- _What you will do_
Return, word for word, the lines of the records from the line with "Place one marker on each instance of the illuminated" up to and including the last line of the records.

* Start Exercise data *

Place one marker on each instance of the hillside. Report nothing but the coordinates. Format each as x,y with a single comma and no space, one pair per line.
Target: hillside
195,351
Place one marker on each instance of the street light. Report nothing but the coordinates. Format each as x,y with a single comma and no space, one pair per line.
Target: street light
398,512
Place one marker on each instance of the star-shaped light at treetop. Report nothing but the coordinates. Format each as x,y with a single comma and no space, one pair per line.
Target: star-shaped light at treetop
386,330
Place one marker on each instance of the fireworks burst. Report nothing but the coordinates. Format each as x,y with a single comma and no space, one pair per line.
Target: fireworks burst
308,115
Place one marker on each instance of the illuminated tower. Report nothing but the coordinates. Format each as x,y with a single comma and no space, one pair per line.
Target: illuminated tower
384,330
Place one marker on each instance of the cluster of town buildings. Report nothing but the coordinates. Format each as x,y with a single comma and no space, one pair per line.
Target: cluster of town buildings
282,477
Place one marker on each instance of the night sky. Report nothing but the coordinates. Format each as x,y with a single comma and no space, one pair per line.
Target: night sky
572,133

* End Exercise data *

- _Output of the exercise_
Place one marker on each instance of the illuminated tower. Report nothing but the coordinates. Format each as x,y with a single comma and no space, one pair per line.
Target: illuminated tower
384,330
Place one marker on each instance of the cluster of town buildings. Report nothing but the coordinates. Format each as x,y with a single comma and no space, one pair per line.
Target: cluster of town buildings
282,477
Place one marker on each instance of the night sky. Report nothing but the coordinates. Format each as x,y with a single comma and no space, one pair per line.
Target: night sky
572,133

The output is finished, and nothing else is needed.